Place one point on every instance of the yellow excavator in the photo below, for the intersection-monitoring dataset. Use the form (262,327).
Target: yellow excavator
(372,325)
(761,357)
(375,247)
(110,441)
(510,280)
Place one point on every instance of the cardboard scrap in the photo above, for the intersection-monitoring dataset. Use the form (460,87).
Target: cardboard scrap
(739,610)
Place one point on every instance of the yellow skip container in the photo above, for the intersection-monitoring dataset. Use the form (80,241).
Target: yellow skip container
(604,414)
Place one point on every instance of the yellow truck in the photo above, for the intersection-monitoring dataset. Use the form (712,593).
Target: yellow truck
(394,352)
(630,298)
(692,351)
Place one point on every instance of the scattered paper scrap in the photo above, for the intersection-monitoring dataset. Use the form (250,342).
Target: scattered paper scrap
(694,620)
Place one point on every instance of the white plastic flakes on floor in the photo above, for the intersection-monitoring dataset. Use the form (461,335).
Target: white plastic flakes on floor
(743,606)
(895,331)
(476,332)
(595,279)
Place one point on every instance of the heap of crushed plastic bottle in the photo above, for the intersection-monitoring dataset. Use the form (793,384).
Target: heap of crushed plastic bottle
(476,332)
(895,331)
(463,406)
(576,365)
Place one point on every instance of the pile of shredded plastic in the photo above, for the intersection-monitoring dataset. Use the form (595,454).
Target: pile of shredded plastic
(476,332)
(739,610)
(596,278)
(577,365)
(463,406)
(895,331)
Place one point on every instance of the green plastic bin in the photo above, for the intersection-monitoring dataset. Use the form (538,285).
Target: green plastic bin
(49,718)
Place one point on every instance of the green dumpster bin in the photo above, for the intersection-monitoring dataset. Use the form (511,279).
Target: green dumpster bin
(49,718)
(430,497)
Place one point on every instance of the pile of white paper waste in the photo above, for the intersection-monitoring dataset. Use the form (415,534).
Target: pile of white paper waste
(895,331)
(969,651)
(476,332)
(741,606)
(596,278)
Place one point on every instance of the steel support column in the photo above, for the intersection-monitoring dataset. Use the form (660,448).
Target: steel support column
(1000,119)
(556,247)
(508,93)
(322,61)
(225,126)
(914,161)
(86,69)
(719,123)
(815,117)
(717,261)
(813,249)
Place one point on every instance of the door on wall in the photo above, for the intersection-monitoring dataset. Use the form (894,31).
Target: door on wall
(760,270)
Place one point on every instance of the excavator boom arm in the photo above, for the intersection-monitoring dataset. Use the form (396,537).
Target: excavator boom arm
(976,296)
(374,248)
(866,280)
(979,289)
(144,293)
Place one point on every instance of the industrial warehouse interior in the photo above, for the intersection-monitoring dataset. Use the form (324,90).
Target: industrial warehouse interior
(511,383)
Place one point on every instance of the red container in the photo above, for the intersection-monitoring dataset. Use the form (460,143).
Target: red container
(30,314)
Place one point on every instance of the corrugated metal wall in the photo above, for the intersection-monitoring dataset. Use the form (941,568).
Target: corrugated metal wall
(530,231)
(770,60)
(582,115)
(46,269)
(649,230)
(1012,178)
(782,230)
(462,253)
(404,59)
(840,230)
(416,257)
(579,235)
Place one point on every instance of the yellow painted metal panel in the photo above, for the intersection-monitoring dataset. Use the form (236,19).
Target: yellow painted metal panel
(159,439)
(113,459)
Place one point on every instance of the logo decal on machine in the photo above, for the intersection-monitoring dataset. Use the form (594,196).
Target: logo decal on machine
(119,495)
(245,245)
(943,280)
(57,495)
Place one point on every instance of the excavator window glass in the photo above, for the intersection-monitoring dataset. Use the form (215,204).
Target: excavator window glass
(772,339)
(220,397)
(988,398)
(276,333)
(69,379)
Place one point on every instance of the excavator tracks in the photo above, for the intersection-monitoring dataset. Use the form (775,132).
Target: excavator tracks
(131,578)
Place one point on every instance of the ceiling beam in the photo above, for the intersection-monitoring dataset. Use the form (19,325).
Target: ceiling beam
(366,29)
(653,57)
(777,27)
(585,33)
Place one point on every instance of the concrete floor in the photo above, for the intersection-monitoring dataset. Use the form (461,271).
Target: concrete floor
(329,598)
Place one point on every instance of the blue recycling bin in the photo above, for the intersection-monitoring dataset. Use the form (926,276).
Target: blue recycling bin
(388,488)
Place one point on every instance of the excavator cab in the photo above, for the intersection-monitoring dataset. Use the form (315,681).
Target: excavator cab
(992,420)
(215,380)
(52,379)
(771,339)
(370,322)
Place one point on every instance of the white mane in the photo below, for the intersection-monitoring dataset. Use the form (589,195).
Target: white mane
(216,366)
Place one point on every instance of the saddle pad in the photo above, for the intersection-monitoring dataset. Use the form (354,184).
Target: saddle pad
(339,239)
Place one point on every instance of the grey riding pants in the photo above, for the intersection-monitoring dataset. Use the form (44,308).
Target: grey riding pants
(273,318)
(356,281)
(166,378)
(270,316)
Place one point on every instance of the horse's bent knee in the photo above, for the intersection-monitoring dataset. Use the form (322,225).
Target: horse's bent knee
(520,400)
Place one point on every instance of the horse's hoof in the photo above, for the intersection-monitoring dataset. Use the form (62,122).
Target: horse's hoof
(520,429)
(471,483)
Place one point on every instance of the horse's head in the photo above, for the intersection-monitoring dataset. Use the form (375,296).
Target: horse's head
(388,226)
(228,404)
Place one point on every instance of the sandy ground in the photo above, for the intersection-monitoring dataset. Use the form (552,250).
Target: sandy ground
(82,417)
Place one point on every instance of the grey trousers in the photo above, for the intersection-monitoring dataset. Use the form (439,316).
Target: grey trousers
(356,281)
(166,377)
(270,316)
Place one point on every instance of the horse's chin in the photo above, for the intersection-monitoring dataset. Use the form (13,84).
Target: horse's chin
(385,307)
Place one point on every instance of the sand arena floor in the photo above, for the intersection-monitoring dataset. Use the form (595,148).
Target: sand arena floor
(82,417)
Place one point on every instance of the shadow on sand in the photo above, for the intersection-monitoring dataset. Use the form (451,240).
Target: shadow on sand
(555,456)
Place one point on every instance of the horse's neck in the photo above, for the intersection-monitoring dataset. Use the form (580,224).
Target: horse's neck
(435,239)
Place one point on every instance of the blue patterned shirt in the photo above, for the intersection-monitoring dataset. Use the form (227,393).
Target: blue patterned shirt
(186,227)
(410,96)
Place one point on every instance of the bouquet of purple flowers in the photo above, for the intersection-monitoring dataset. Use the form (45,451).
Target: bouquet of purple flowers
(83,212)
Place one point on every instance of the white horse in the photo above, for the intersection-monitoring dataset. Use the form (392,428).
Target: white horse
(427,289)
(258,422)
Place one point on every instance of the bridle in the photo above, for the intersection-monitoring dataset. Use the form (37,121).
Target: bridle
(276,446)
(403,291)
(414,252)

...

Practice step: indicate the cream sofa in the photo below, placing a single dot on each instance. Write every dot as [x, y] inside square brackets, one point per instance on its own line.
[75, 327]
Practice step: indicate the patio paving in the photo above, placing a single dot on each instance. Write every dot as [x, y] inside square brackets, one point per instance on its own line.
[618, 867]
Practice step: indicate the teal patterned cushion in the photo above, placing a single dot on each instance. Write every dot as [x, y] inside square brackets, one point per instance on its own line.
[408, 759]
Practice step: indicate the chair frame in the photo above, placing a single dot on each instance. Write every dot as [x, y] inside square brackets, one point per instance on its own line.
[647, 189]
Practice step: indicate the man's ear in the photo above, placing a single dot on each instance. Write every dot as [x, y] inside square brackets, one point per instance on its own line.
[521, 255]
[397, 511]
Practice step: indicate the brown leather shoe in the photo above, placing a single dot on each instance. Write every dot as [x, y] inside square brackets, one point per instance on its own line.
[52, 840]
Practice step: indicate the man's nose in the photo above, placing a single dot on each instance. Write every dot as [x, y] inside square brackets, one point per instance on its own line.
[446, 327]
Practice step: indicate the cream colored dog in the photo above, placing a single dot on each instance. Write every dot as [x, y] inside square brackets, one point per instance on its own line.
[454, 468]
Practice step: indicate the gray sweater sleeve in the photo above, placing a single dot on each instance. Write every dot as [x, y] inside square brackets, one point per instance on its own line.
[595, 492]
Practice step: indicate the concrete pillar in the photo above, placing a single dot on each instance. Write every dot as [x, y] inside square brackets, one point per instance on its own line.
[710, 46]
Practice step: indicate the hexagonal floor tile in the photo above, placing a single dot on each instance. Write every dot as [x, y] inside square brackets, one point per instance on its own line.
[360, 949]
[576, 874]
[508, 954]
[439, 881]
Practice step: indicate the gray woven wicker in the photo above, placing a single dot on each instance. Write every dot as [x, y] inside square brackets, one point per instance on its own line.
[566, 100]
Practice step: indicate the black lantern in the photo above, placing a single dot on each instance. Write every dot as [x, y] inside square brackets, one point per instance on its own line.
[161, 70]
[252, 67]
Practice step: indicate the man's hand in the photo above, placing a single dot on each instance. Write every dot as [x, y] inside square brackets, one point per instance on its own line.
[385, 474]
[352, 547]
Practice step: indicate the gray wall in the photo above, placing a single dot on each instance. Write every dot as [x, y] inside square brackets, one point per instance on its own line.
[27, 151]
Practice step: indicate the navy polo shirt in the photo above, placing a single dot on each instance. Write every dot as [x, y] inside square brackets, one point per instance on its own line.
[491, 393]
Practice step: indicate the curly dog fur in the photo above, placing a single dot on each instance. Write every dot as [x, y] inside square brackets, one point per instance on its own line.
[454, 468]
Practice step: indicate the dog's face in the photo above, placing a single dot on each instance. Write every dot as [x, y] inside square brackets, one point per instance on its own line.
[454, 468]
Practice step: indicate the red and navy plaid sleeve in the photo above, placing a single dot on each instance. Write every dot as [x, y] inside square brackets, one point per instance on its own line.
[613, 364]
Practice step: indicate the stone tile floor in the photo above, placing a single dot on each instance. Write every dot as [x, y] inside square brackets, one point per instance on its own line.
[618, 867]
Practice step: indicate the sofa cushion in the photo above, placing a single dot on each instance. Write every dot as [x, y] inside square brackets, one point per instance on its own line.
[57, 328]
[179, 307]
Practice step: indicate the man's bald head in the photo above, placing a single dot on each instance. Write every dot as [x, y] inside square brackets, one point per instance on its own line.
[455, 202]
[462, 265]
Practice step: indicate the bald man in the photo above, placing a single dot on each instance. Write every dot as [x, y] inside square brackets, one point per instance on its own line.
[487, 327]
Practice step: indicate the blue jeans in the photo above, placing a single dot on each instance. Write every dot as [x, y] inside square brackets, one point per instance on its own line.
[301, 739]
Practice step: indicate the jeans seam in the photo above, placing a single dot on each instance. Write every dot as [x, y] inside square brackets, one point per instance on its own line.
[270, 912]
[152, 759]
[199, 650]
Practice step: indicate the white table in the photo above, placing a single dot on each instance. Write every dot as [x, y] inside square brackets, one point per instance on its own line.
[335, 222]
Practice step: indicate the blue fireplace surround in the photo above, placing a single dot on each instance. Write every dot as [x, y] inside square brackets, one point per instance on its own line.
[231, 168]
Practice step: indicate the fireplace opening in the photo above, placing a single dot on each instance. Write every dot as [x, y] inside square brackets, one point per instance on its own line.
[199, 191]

What is needed: Retype, exactly and in full, the lines above from the one containing "Target: green plastic bin" through the one containing "Place one point on every instance of the door".

Solution to this task:
Target: green plastic bin
(49,718)
Place one point on every instance of the green dumpster bin in the photo above, for the intersection-monitoring dataset. Use the form (511,279).
Target: green dumpster bin
(49,718)
(430,497)
Place one point on every instance of the pile of white paper waste in the photo above, for the intersection-monitoring dataset. Use the form (415,534).
Target: pile of white paper waste
(895,331)
(969,651)
(476,332)
(741,606)
(596,278)
Place one point on every instance of the steel support column in the photo above, for the intersection-monitoring dataset. Use the form (660,448).
Target: steel support column
(1000,119)
(556,247)
(508,93)
(322,61)
(225,126)
(914,161)
(86,69)
(719,123)
(815,117)
(717,261)
(813,249)
Place one point on every instance of the door on wall in the photo above, for the intersection-monitoring dataset. Use the form (894,31).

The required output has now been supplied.